• Page excerpt
▽
Letter From Mumbai: Intolerance
An open letter to India’s Prime Minister from a persecuted writer
Dear Mr. Prime Minister,
My heartiest congratulations on your victory: the nation has voted you into this coveted seat at a time when India is critically ill with corruption. Your election speaks of faith and expectations, and the task that confronts you is mammoth. As you set about fulfilling the wide-ranging promises of your campaign manifesto—fighting poverty, reducing illiteracy, creating jobs, providing health care to the poor, rehabilitating slums, protecting tribal rights, improving sanitation, providing water and electricity where none exist, bringing subsidized food and housing to the poorest of the poor, stabilizing the stock markets, controlling inflation, lowering inflated food prices, preserving natural resources—as you do all that, might I add one more item to your list of priorities: protecting the arts? Freedom of artistic expression is one aspect of India’s democracy that has truly been neglected, and it has brought more humiliation and shame from the world beyond our borders than the corruption within.
I fear, Mr. Prime Minister, that India is falling prey to a kind of fascism far worse than we have seen before in the course of our tumultuous history. Repression of the arts springs from our own loins, attacks us on our own soil, mocks our constitution, ties up our courts, subverts our police, and silences the means by which we claim to be a democracy. Practiced with increasing fervor, it generates fear and denies free speech and free thought their God-given sanctity.
△
• Provided information
▽
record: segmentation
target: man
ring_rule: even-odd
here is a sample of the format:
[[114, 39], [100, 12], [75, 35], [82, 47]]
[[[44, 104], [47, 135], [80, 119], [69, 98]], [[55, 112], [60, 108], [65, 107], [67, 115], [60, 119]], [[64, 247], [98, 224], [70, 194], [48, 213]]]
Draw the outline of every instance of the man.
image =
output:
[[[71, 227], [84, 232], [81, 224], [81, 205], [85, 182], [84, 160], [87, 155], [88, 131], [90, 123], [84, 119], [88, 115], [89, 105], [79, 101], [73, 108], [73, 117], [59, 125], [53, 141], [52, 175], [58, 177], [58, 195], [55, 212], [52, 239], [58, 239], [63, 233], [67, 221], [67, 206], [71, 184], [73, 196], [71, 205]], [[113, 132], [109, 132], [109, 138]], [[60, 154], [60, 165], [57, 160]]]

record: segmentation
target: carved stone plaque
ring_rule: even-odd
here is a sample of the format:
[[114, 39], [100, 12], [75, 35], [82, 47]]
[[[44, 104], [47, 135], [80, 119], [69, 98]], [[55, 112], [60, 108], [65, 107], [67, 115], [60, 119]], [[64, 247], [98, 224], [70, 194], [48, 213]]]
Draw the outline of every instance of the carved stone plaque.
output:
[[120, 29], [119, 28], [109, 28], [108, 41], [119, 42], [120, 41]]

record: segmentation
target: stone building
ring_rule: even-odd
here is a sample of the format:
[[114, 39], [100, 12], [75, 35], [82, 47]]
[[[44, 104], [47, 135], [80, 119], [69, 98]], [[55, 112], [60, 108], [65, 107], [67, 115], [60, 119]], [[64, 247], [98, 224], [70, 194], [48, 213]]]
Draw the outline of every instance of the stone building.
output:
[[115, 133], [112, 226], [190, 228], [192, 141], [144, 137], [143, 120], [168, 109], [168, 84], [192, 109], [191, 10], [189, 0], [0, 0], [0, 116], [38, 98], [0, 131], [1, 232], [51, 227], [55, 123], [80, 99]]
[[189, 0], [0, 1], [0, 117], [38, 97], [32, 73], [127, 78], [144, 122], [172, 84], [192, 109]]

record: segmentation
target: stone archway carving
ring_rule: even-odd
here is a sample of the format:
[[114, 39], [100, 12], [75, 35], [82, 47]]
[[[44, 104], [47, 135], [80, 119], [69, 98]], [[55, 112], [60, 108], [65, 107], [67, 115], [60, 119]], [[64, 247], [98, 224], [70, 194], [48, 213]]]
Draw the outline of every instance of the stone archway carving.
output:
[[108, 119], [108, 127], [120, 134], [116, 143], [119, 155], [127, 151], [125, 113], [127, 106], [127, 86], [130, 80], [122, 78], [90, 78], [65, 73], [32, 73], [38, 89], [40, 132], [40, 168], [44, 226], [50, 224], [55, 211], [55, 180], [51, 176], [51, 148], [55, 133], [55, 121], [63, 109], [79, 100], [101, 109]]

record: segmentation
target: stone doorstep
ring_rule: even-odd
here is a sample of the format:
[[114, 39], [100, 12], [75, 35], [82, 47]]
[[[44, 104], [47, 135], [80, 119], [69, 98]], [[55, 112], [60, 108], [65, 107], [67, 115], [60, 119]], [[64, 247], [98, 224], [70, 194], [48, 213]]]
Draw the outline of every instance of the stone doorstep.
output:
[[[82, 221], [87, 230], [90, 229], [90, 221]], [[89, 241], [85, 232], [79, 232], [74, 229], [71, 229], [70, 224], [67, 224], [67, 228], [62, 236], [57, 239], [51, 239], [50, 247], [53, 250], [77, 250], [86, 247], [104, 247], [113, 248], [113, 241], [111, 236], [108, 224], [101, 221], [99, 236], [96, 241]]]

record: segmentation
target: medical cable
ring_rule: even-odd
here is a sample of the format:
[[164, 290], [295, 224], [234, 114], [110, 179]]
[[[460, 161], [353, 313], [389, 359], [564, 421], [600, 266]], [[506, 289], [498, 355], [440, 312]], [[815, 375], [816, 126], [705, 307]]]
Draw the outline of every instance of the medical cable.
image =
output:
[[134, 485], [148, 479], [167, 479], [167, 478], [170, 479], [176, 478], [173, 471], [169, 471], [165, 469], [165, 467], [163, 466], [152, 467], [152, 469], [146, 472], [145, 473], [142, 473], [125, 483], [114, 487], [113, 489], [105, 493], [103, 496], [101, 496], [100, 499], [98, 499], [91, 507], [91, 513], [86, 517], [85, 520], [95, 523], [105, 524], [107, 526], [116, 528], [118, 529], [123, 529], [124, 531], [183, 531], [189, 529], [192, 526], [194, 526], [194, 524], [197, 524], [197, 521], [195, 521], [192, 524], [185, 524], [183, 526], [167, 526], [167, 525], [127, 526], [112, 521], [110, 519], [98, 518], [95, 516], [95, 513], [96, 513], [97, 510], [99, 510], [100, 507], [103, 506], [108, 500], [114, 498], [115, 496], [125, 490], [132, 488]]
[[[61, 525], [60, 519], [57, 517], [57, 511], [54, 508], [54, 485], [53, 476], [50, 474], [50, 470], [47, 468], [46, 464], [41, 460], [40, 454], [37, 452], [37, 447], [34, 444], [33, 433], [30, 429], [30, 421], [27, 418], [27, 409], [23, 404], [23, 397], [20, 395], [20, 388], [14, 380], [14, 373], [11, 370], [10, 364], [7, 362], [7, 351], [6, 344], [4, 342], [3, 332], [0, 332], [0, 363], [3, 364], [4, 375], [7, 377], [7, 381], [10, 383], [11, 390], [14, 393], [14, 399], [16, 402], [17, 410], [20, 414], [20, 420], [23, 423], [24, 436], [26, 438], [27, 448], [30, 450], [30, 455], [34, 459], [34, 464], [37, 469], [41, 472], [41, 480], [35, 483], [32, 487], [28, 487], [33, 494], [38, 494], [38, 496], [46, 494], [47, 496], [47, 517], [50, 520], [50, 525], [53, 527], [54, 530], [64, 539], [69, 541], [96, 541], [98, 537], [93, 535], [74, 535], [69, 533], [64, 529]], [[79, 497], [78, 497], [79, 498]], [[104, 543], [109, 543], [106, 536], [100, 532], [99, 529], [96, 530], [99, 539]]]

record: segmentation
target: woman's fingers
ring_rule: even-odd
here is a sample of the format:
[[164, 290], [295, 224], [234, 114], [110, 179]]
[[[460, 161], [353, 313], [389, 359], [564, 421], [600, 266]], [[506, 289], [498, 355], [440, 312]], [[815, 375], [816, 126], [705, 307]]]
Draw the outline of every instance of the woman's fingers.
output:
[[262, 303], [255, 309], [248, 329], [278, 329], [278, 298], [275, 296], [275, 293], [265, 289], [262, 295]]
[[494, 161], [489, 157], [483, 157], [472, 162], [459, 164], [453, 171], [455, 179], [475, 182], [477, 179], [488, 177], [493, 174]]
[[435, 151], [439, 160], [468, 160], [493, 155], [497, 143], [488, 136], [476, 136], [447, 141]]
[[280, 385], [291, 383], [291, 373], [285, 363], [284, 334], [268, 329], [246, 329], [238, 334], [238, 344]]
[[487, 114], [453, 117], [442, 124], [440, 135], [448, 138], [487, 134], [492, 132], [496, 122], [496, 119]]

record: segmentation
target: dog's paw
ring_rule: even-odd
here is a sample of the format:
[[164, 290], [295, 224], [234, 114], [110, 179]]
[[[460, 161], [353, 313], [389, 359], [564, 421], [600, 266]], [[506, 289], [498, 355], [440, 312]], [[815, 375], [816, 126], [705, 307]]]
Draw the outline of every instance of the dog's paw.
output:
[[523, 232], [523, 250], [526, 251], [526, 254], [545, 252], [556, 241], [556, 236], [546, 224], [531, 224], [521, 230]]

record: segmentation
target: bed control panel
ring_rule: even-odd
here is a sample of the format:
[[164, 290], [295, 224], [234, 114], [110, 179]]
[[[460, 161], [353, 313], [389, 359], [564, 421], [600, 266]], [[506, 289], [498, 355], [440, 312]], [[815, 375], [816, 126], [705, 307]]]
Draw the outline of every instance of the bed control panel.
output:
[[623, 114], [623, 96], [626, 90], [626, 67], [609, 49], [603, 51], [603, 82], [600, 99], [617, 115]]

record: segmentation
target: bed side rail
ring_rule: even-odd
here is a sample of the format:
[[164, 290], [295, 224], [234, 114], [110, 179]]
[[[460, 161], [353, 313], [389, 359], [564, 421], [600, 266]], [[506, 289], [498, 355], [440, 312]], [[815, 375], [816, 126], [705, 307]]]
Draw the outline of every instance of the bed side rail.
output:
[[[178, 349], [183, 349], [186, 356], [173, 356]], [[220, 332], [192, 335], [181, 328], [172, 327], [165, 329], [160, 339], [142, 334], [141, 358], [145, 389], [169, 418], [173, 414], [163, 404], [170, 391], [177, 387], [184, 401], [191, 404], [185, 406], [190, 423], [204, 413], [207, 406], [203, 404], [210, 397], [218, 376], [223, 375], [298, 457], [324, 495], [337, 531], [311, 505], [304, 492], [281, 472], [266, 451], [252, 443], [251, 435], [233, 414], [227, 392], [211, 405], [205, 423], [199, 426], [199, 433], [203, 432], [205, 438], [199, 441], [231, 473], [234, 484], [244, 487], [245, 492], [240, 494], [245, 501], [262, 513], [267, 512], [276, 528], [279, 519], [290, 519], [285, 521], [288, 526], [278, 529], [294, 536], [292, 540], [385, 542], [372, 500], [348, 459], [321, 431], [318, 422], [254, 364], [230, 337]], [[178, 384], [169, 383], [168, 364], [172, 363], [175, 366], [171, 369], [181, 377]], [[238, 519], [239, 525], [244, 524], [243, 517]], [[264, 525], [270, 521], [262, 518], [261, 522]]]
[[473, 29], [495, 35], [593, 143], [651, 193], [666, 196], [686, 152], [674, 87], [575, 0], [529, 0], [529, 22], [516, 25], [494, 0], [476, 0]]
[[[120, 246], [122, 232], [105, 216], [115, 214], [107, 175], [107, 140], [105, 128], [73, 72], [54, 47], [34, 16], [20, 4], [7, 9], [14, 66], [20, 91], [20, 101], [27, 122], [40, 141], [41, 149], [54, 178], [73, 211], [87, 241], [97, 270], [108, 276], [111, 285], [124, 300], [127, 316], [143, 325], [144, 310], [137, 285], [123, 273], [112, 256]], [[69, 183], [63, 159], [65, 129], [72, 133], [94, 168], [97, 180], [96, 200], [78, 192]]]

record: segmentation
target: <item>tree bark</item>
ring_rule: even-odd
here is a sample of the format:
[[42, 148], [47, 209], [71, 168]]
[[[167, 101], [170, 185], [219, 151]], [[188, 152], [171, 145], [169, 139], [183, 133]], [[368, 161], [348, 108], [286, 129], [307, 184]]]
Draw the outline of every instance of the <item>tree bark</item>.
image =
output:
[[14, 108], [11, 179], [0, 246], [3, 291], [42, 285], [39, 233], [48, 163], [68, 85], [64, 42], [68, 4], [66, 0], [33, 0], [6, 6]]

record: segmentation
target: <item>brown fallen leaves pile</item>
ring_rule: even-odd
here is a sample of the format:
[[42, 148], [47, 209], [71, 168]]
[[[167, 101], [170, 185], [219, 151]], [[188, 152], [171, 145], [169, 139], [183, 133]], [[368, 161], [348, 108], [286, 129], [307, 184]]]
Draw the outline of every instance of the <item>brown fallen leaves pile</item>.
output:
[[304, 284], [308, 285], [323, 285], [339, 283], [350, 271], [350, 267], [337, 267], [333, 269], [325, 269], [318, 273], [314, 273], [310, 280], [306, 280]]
△
• Exercise requirements
• a. According to the open letter to India's Prime Minister, what is India critically ill with at the time of the election?
• b. Carry on the open letter to India's Prime Minister from its final sentence.
The material is separate from the open letter to India's Prime Minister.

• Written answers
• a. Corruption.

• b.
As you must know, the most celebrated case occurred this year when Penguin India, the publisher of Wendy Doniger’s The Hindus: An Alternative History, ordered unsold copies of the work to be withdrawn and pulped after a member of a right-wing organization brought civil and criminal lawsuits against it. The author, a professor of the history of religions at the University of Chicago, contended that Hinduism was a pluralistic religion open to various interpretations; the complainant held that the work had several factual errors that showed Hinduism in a poor light. In support of the author, the American Academy of Religions issued this statement:
To pursue excellence scholars must be free to ask any question, to offer any interpretation, and to raise any issue. If governments block the free exchange of ideas or restrict what can be said about religion, all of us are impoverished.
The lawsuits were filed in 2010, the year the book was published in India, and after four years of litigation, the publisher conceded that “the Indian Penal Code, and in particular section 295A of that code, will make it increasingly difficult for any Indian publisher to uphold international standards of free expression without deliberately placing itself outside the law.” Here, Mr. Prime Minister, is one example of our national shame.
Now, may I remind you of another case from a decade ago?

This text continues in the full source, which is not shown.